=== Work order ===
The string "Could" may appear on lines of the entries below; report how many such lines there are, and only that.

=== Excerpted records ===
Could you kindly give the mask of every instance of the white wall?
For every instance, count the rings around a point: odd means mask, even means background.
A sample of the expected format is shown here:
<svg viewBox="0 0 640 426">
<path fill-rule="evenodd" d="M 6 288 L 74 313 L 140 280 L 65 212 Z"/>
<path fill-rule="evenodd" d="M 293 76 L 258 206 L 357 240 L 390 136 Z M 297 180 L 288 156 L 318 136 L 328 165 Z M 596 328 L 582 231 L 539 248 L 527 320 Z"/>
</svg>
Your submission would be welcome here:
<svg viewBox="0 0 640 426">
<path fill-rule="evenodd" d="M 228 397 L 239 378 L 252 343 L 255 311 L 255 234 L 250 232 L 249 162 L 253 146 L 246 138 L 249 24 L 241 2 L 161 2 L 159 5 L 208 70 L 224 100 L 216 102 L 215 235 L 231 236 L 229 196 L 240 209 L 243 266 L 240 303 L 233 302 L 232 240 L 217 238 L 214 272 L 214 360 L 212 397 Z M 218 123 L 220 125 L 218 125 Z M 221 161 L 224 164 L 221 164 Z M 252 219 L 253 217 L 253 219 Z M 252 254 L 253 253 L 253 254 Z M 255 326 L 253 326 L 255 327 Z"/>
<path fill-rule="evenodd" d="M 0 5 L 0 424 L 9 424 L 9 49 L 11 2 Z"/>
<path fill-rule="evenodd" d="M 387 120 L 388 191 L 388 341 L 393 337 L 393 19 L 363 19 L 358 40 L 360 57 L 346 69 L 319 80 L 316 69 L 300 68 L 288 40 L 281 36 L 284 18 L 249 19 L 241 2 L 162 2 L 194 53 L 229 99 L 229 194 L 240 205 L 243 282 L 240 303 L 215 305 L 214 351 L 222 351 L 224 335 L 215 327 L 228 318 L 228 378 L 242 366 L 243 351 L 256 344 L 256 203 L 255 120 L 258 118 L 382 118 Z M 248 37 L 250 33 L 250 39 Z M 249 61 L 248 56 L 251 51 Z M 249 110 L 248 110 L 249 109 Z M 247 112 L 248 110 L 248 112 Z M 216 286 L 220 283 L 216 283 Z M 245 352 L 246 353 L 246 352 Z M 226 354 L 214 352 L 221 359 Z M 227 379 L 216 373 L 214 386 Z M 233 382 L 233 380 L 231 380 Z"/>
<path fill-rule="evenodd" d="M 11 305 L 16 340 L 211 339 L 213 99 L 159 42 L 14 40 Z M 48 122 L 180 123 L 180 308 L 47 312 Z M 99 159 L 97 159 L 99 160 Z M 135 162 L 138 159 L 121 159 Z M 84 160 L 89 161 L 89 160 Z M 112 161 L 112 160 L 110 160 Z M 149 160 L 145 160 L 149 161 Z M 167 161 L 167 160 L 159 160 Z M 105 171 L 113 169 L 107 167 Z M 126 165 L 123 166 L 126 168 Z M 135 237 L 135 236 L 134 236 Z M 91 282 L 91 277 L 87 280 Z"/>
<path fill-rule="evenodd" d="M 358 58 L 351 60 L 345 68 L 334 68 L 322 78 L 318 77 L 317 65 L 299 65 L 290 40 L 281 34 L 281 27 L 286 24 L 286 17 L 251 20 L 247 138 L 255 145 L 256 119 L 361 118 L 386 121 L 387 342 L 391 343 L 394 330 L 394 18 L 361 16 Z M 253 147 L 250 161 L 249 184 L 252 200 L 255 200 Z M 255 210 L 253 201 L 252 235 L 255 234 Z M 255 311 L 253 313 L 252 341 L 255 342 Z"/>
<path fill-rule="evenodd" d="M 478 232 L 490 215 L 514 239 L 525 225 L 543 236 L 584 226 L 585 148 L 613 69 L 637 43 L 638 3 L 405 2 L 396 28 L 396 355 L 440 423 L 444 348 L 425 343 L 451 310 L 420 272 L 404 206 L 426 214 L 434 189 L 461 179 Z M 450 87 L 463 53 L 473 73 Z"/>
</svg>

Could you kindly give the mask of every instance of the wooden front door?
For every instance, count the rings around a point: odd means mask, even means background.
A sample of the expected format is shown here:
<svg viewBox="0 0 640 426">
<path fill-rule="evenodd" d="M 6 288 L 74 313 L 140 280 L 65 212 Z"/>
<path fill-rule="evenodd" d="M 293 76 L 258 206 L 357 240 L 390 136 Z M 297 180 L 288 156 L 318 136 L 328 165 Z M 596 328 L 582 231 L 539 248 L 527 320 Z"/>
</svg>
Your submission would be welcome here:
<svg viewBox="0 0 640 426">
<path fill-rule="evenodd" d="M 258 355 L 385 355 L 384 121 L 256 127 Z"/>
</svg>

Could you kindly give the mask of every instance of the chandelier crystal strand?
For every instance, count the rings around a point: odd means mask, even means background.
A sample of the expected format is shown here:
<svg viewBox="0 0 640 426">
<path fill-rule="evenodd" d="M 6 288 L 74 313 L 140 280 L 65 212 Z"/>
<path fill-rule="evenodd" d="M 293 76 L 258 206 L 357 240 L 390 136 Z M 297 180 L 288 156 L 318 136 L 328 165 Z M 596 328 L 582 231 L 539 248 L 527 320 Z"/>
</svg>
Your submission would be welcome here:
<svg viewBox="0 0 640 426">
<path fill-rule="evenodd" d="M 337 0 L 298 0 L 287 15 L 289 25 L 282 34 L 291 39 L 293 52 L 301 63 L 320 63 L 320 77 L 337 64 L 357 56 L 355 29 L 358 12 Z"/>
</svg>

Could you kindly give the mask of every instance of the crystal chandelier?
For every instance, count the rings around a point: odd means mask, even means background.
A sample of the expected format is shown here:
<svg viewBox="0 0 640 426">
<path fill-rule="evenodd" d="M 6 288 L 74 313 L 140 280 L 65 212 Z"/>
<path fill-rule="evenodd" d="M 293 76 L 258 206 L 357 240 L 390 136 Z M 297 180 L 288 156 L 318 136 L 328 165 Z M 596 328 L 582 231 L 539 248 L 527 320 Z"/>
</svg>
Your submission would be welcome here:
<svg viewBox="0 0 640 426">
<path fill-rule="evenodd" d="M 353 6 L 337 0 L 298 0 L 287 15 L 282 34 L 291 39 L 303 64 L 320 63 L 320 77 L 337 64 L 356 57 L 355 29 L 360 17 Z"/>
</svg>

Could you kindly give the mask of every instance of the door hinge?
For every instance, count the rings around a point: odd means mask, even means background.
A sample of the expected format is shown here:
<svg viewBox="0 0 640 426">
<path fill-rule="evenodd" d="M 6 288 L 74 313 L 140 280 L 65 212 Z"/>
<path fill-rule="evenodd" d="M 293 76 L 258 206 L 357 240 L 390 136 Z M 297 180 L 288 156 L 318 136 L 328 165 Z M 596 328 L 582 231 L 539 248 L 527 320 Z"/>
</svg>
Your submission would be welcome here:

=== Your solution ===
5